Can you lay out the records below as a two-column CSV with the headers record_text and answer, one row per record, putting each record's text and its answer in a single quoted field and turning any line breaks into spaces?
------------------------------------------------------------------------
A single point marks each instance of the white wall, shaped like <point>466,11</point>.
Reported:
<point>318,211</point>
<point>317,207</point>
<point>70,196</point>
------------------------------------------------------------------------
Completed exercise
record_text,answer
"A single point marks each instance of the white wall, shaped like <point>466,11</point>. Reported:","<point>318,211</point> <point>317,207</point> <point>70,196</point>"